• Directions for this task: Word for word, set down the entries that follow.

• Records provided:
^^^^^^^^^^^^^^^^

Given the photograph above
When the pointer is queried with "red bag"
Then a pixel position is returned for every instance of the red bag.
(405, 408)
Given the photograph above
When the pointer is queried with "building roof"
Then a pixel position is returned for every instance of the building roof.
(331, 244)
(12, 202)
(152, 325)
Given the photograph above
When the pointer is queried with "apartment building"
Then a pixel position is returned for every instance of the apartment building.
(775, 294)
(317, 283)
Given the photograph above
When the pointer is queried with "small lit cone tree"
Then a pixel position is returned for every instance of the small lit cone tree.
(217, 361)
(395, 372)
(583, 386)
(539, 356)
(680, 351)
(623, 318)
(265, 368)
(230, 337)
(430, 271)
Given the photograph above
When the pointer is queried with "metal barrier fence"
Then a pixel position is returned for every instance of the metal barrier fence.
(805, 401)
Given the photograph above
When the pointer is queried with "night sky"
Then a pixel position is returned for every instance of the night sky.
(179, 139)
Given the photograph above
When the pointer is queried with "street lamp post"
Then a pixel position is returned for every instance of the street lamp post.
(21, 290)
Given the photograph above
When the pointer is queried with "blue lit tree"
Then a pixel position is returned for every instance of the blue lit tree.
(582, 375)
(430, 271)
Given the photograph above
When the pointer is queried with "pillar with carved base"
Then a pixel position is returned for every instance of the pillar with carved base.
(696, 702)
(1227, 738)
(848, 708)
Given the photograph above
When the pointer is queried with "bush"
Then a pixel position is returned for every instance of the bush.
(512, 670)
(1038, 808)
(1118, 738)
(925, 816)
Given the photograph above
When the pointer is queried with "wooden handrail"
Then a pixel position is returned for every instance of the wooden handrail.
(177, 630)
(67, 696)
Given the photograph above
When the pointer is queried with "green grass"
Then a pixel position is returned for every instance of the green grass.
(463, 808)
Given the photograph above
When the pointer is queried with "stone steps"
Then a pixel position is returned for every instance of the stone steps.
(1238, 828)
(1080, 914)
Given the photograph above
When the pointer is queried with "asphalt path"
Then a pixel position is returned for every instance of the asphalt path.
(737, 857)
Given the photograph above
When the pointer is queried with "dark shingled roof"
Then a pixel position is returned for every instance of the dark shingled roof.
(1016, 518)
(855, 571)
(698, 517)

^^^^^^^^^^^^^^^^

• Task answer:
Given the photograph above
When the pointer is queried with "red bag"
Then a pixel position is returned for every instance of the red bag.
(405, 408)
Given the photograph above
When the pointer is queried with "building roof"
Then a pixel position is returned for every instance of the building roof.
(331, 244)
(12, 202)
(152, 325)
Given the photograph above
When the pointer is queried with "apartment building"
Then a pixel position is returned for every instance of the apartment building.
(775, 294)
(317, 283)
Given the photograph above
When the pointer is queried with "small lit cone tree"
Then a pixel position is returned for every instance of the small lit cone tree.
(217, 361)
(395, 372)
(583, 386)
(539, 356)
(680, 351)
(623, 318)
(265, 368)
(230, 337)
(430, 271)
Given the photograph above
When the pointer is queried with "metal barrier fence"
Then a pixel position is returned for every instance of the metal barrier fence.
(805, 401)
Given the photograph above
When the pointer is queried with "night sky"
Then a pixel position is returned for every instance of the night sky.
(179, 139)
Given the photograph above
When the pointer is queried with "street lamp post"
Then a pixel position is returned for every instance of the street lamp post.
(21, 290)
Given the photograph above
When the pointer is queried with "blue lit tree"
Then a pixel position is returned for every instance of the blue lit tree.
(582, 375)
(430, 271)
Given the photograph above
When the pointer is queried with "pillar with carved base"
Then a pixel position is returned for every instance of the pillar with carved base.
(696, 702)
(1227, 738)
(848, 708)
Given the photograph above
When the pointer is queried with "bush"
Then a pixel position is returned for every instance of the bush.
(512, 670)
(1038, 808)
(1118, 738)
(925, 816)
Given the photograph above
When the pointer is queried with "wooden handrail"
Then a pixel position is returned for every instance of the wooden handrail.
(177, 630)
(67, 696)
Given the photograph above
When the pointer is queried with "green grass"
Then a pixel position is returned for every instance of the green grass.
(463, 808)
Given the photograph above
When the pointer is queried with "stone steps"
Then a pixel position is returned for every instance of the stone steps.
(1238, 828)
(1080, 914)
Given the photograph above
When the pointer is queried with "asphalt path"
Then a pixel position is returned for every instance of the asphalt path.
(737, 857)
Given the photograph above
When the pointer is queried with "dark shingled roof"
Then a pixel position is returned for every instance of the dark shingled roof.
(1016, 518)
(855, 571)
(698, 517)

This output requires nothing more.